■ What is required
Write out each record below exactly as it appears, with no pictures.

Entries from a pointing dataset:

◆ ◆ ◆ ◆ ◆ ◆ ◆

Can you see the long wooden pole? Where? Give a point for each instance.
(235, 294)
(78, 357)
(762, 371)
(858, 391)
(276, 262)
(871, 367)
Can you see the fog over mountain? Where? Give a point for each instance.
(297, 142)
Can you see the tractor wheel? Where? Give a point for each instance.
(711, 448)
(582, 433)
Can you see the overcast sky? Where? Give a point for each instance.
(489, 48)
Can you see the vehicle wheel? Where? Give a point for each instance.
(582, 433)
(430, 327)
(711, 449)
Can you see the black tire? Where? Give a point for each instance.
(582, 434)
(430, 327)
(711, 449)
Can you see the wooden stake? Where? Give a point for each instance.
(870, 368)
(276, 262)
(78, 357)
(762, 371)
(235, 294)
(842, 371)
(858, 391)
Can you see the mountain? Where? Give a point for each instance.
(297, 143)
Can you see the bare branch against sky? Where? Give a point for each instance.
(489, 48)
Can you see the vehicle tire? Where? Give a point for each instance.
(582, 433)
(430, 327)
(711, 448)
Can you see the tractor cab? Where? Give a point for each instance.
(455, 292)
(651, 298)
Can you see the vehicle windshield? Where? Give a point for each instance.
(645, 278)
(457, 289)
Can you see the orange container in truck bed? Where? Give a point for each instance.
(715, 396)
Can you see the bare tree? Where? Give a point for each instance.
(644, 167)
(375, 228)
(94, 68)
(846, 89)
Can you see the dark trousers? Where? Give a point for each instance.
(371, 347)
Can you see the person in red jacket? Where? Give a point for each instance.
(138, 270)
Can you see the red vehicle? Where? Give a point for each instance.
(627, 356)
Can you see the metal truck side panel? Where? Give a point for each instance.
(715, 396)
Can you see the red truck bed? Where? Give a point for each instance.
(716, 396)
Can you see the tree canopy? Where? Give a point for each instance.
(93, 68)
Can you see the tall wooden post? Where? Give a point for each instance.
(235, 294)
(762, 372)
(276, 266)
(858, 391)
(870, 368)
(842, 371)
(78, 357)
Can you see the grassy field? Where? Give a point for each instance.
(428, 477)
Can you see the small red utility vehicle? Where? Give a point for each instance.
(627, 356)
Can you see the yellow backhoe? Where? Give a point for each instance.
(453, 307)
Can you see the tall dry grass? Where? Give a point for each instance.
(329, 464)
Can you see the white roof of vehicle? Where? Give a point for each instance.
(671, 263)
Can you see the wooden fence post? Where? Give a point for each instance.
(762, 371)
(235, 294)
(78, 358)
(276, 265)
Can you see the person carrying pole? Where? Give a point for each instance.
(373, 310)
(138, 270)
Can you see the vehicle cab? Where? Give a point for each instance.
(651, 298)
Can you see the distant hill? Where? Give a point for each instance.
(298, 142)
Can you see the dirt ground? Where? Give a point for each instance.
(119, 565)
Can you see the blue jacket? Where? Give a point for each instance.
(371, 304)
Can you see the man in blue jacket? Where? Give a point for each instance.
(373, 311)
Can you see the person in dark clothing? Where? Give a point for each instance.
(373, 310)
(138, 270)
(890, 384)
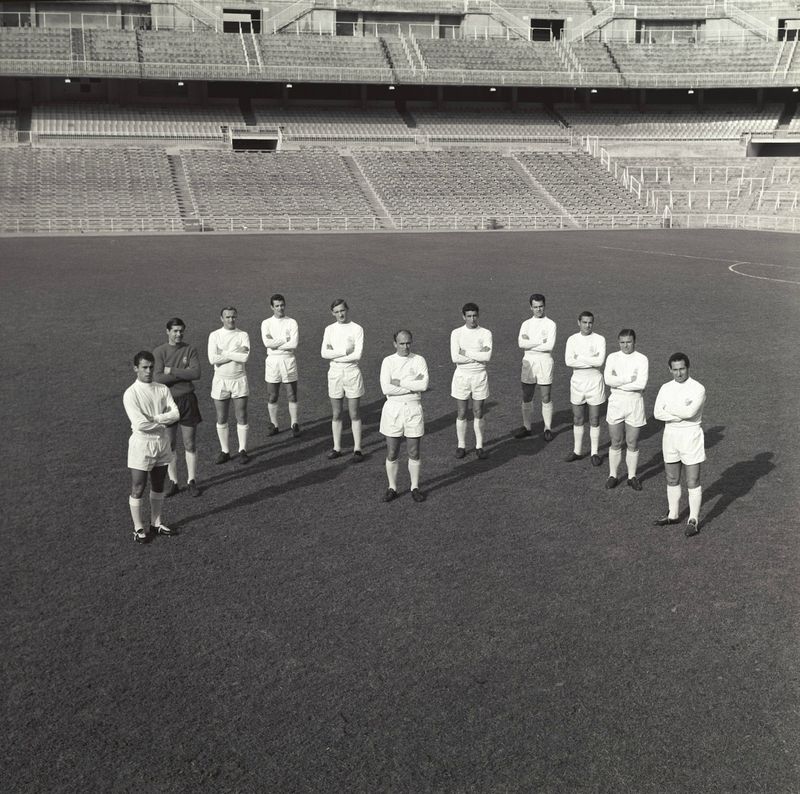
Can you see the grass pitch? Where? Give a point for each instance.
(522, 630)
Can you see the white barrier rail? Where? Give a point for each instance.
(325, 223)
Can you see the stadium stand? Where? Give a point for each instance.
(451, 183)
(43, 44)
(336, 124)
(94, 120)
(42, 184)
(580, 184)
(671, 123)
(248, 186)
(487, 124)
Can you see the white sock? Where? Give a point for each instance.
(413, 470)
(355, 426)
(461, 432)
(614, 458)
(695, 498)
(222, 435)
(392, 467)
(577, 433)
(336, 431)
(674, 500)
(527, 415)
(631, 462)
(594, 439)
(477, 426)
(156, 503)
(191, 466)
(172, 468)
(241, 432)
(136, 512)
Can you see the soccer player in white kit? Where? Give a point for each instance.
(404, 377)
(585, 353)
(680, 403)
(626, 374)
(342, 345)
(280, 336)
(177, 365)
(471, 351)
(228, 351)
(150, 408)
(537, 337)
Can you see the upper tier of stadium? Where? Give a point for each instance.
(423, 42)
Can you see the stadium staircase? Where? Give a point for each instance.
(541, 191)
(183, 193)
(369, 192)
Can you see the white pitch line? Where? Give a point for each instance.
(733, 267)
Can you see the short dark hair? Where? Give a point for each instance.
(143, 355)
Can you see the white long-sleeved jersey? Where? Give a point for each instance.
(541, 337)
(222, 345)
(626, 366)
(680, 404)
(283, 330)
(471, 341)
(411, 371)
(150, 408)
(340, 337)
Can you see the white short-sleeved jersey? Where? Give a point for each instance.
(471, 341)
(222, 344)
(336, 341)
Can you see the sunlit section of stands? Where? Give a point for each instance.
(93, 120)
(727, 123)
(450, 183)
(299, 184)
(79, 183)
(335, 124)
(757, 186)
(580, 184)
(488, 125)
(38, 44)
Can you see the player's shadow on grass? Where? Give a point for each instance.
(655, 465)
(314, 442)
(735, 482)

◆ ◆ ◆ ◆ ◆ ◆ ◆

■ Written solution
Can you see the long wooden pole? Where? Give a point for each instance.
(235, 294)
(78, 357)
(762, 371)
(858, 391)
(276, 262)
(871, 367)
Can you see the fog over mountain? Where? Give a point for each instance.
(297, 142)
Can you see the tractor wheel? Where? Give a point for each instance.
(711, 448)
(582, 433)
Can you see the overcast sky? Where? Give a point for each instance.
(489, 48)
Can you see the vehicle wheel? Where? Give a point for each instance.
(582, 433)
(430, 327)
(711, 449)
Can you see the black tire? Where? Give a point for each instance.
(582, 434)
(430, 327)
(711, 449)
Can you see the wooden stake? Where? Give a point for each instance.
(870, 368)
(276, 262)
(78, 357)
(762, 371)
(235, 294)
(842, 371)
(858, 391)
Can you see the mountain? Where? Give a point for each instance.
(297, 143)
Can you see the bare branch against sky? Where? Give a point for each instance.
(489, 48)
Can you see the vehicle tire? Where? Give a point for each instance.
(582, 433)
(430, 327)
(711, 448)
Can you see the tractor cab? Where? Give a point for each instance.
(455, 292)
(651, 298)
Can you see the vehicle windshield? Where? Give a point for each instance.
(645, 278)
(457, 289)
Can you see the orange container in truck bed? Where? Give a point for each instance.
(715, 396)
Can you see the bare tree? Where? Give a point for each instance.
(644, 167)
(375, 228)
(94, 68)
(846, 89)
Can you see the dark trousers? Where? Give a point for each instance.
(371, 347)
Can you see the person in red jacket? Where? Give a point for each instance.
(138, 270)
Can you see the red vehicle? Where? Give a point for each instance.
(627, 356)
Can you see the metal truck side panel? Where? Give a point for each instance.
(715, 396)
Can you see the red truck bed? Where? Give a point for each instance.
(716, 396)
Can you see the tree canopy? Where? Give a point for each instance.
(93, 68)
Can you see the tall wooden post? Where? Give a point for each instance.
(235, 294)
(762, 372)
(276, 266)
(858, 391)
(870, 368)
(842, 371)
(78, 357)
Can you see the grassy field? Where? Give a point for each instance.
(428, 477)
Can you see the small red utility vehicle? Where? Give a point for each instance.
(627, 356)
Can you see the yellow backhoe? Where? Give a point for each instance.
(453, 307)
Can you see the tall dry grass? Where? Give a point for each instance.
(329, 464)
Can you see the white roof of vehicle? Where? Give a point for each instance.
(671, 263)
Can you see the wooden fence post? Where? Give a point for each instance.
(762, 371)
(235, 294)
(78, 358)
(276, 265)
Can you see the person carrying pole? Where? Give a point for each instance.
(373, 310)
(138, 270)
Can you see the vehicle cab? Where? Give a point for each instance.
(651, 298)
Can you see the distant hill? Where? Give a point for each instance.
(298, 142)
Can you see the dirt ground? Where? Give a point for each instance.
(119, 565)
Can you see the blue jacket? Where? Give a point for each instance.
(371, 304)
Can you see the man in blue jacket? Where? Give a point for each instance.
(373, 311)
Can you see the person in dark clothing? Where? Give a point for each instance.
(373, 310)
(138, 270)
(890, 384)
Can you see the grass pitch? Where? Give a point for each instance.
(522, 630)
Can you see the white barrier rail? Where? Give a point for each instance.
(325, 223)
Can you see the stadium stand? Where? Give a point for each instance.
(451, 183)
(43, 44)
(336, 124)
(94, 120)
(42, 184)
(580, 184)
(671, 123)
(248, 186)
(487, 124)
Can you see the white sock? Where? Give a point for each instance.
(413, 470)
(355, 426)
(461, 432)
(614, 458)
(695, 498)
(222, 435)
(392, 467)
(577, 433)
(336, 431)
(674, 500)
(527, 415)
(631, 462)
(594, 439)
(477, 426)
(156, 503)
(191, 466)
(172, 468)
(241, 432)
(136, 512)
Can you see the soccer player in white kit? Where? Give a point for each instance.
(404, 377)
(585, 353)
(680, 403)
(626, 374)
(342, 345)
(280, 336)
(177, 365)
(471, 351)
(228, 351)
(150, 408)
(537, 337)
Can you see the upper tier of stadium? Where? Give a point for each instance.
(423, 42)
Can you see the stadium staircase? Where? Give a point for each instance.
(541, 191)
(183, 193)
(369, 192)
Can you see the white pitch line? Where? Give a point for each instance.
(733, 267)
Can you see the short dark hair? Where? Give a point for each instance.
(143, 355)
Can you see the white long-sleeved jersey? Where? Give a point for each instance.
(541, 337)
(222, 345)
(626, 366)
(680, 404)
(283, 330)
(471, 341)
(411, 371)
(150, 408)
(340, 337)
Can you see the white short-sleeved jersey? Where? Give a point for each instance.
(471, 341)
(222, 344)
(336, 341)
Can you see the sunlit section of stands? Where? Give a point for each instance.
(93, 120)
(727, 123)
(450, 183)
(299, 184)
(79, 183)
(335, 124)
(757, 186)
(580, 184)
(488, 125)
(38, 44)
Can you see the player's shadow on grass? Where? Give a point for each instance.
(655, 465)
(314, 442)
(735, 482)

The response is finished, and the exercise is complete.